▸ INFORMATION SUPPLIED
___
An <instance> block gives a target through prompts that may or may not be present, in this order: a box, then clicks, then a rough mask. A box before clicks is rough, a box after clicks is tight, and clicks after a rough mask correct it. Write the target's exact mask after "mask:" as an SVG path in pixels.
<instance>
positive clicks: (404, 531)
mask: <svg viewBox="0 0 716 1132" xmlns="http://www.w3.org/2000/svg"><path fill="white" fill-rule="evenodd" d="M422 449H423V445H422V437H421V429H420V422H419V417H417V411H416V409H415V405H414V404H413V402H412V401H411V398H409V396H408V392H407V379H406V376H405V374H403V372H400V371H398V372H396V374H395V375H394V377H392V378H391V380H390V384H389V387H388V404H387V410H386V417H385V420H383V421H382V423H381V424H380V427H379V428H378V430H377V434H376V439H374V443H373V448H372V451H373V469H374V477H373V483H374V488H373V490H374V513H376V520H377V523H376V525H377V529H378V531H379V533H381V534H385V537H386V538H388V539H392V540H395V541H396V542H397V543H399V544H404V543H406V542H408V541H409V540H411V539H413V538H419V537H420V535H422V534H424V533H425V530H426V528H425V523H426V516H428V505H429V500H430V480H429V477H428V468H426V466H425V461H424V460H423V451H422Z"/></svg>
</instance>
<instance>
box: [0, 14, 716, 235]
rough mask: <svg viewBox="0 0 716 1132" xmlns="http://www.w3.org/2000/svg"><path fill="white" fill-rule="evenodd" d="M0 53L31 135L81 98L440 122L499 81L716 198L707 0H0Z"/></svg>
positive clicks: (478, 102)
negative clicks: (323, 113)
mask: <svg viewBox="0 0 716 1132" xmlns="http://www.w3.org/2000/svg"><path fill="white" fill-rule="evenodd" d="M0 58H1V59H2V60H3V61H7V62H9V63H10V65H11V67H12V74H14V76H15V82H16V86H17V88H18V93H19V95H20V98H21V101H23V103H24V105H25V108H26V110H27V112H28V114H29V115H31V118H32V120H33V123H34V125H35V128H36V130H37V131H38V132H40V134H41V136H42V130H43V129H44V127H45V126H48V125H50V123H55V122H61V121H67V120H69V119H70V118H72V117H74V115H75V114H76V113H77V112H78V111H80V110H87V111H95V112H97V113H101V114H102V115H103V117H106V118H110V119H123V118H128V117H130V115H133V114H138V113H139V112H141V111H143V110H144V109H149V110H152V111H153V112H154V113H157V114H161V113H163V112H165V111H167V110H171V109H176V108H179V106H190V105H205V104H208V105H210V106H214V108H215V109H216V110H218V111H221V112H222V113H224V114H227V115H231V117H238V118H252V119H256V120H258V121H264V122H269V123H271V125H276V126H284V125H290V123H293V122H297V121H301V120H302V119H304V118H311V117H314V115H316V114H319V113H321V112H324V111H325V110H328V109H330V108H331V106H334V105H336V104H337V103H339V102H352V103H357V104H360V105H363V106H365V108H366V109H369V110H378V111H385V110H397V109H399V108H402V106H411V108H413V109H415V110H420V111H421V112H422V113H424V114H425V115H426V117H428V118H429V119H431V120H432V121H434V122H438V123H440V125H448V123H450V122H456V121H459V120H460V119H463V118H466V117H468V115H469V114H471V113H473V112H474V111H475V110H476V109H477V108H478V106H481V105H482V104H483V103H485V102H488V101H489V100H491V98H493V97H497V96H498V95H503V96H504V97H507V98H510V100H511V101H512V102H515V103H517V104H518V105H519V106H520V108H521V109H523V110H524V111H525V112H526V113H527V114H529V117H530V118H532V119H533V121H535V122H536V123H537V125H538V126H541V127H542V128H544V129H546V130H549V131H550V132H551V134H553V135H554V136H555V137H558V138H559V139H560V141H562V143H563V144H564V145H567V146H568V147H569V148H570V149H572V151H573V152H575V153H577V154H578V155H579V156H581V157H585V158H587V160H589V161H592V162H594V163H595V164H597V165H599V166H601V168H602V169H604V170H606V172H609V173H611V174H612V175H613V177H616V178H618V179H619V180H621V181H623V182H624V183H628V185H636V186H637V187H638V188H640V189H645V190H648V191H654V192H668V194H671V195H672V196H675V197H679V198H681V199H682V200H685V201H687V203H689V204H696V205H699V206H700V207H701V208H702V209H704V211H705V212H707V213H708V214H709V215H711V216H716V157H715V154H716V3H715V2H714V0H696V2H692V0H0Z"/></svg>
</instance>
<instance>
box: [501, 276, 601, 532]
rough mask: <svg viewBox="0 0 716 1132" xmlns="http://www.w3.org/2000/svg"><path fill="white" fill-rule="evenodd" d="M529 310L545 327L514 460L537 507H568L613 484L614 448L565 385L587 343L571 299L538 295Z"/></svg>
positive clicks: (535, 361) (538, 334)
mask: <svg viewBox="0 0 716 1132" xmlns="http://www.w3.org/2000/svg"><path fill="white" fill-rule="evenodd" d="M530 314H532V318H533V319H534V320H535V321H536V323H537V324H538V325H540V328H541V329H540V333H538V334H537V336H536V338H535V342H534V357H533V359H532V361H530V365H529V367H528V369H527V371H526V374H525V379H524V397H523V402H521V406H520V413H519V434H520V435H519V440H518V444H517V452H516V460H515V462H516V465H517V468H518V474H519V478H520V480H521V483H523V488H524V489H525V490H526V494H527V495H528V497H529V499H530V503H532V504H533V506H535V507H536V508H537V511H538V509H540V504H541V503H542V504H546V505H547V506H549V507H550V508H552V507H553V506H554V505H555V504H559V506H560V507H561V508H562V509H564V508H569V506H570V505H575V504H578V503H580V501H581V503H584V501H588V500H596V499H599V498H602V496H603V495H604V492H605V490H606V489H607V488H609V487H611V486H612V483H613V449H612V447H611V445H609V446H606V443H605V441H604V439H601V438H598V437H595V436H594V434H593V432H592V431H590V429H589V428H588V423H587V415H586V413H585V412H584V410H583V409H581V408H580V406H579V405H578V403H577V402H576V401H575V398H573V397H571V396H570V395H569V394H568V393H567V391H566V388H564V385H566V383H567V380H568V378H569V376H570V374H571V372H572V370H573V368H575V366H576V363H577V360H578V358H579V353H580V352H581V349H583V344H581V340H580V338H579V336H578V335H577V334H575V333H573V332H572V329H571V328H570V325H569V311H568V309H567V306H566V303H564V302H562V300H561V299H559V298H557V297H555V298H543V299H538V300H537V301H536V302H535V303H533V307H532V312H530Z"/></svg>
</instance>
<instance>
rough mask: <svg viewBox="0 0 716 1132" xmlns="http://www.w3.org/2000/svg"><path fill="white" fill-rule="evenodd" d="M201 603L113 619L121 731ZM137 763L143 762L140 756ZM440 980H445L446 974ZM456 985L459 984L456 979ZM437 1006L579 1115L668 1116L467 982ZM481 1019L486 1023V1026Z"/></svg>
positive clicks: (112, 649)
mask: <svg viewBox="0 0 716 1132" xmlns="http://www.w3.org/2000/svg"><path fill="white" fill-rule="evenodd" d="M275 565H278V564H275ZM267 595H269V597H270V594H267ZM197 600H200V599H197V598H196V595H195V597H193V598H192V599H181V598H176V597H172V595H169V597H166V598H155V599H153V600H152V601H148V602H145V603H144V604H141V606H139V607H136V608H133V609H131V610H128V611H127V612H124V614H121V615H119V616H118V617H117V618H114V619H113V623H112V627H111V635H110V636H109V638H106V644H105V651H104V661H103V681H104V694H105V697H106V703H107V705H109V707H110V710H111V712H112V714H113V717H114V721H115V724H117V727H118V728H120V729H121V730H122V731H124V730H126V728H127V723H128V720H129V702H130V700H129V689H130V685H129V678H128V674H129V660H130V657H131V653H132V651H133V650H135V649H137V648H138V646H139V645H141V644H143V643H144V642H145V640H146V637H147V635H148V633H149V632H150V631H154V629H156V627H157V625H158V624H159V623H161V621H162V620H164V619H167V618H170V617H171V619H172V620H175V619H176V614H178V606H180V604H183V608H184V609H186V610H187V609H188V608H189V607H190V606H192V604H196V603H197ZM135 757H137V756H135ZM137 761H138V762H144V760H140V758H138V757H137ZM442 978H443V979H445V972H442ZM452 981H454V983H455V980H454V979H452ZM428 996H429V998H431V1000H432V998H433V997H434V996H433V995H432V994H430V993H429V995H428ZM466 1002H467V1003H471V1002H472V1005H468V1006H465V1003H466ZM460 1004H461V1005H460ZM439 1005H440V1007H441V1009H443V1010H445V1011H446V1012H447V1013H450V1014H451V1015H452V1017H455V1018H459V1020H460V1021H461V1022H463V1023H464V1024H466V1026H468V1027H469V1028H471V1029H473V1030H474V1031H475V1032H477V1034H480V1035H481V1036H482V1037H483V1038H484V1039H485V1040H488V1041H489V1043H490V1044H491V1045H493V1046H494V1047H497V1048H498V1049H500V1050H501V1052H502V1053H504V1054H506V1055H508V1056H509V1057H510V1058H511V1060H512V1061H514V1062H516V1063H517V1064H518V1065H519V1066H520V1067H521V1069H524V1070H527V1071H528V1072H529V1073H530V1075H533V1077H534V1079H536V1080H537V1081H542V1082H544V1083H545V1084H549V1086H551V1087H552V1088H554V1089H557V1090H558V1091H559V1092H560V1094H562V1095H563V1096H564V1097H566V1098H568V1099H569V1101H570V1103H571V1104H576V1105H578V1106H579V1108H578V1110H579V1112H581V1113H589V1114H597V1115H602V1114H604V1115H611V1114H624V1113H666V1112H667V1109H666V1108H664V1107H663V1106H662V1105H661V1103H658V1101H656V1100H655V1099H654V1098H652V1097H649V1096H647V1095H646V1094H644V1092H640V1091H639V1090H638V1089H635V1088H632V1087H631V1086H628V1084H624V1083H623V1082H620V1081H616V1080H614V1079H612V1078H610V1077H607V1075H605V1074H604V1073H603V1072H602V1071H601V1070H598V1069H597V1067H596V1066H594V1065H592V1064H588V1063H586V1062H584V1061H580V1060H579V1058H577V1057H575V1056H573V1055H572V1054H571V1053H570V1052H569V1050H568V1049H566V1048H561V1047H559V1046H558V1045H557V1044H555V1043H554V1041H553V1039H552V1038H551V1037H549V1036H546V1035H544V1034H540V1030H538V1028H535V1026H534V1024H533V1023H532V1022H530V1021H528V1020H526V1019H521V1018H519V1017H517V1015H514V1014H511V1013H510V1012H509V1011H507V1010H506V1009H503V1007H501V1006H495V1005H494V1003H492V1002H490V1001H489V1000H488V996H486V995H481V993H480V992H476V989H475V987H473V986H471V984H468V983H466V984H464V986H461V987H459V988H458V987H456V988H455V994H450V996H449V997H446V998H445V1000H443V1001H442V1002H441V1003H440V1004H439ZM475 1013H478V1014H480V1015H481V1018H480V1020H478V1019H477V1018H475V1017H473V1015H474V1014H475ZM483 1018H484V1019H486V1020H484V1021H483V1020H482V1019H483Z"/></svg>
___
▸ EXERCISE
Take from the listing above each line containing "rough".

▸ TASK SOLUTION
An <instance> block gives a target through prompts that may or may not be present, in this order: a box, then clicks, then a rough mask. A box before clicks is rough, a box after clicks is tight, and clicks after a rough mask correct it. Write the target's exact mask after "mask:" as an SVG path in pixels.
rough mask: <svg viewBox="0 0 716 1132" xmlns="http://www.w3.org/2000/svg"><path fill="white" fill-rule="evenodd" d="M0 53L31 135L81 98L440 122L499 81L716 198L707 0H0Z"/></svg>
rough mask: <svg viewBox="0 0 716 1132" xmlns="http://www.w3.org/2000/svg"><path fill="white" fill-rule="evenodd" d="M529 310L545 327L514 460L537 507H568L613 484L614 448L565 385L587 343L571 299L538 295Z"/></svg>
rough mask: <svg viewBox="0 0 716 1132" xmlns="http://www.w3.org/2000/svg"><path fill="white" fill-rule="evenodd" d="M201 603L113 619L121 731ZM137 763L143 762L140 756ZM440 980H445L446 974ZM456 985L459 984L456 979ZM437 1006L579 1115L668 1116L467 982ZM481 1019L486 1023V1026Z"/></svg>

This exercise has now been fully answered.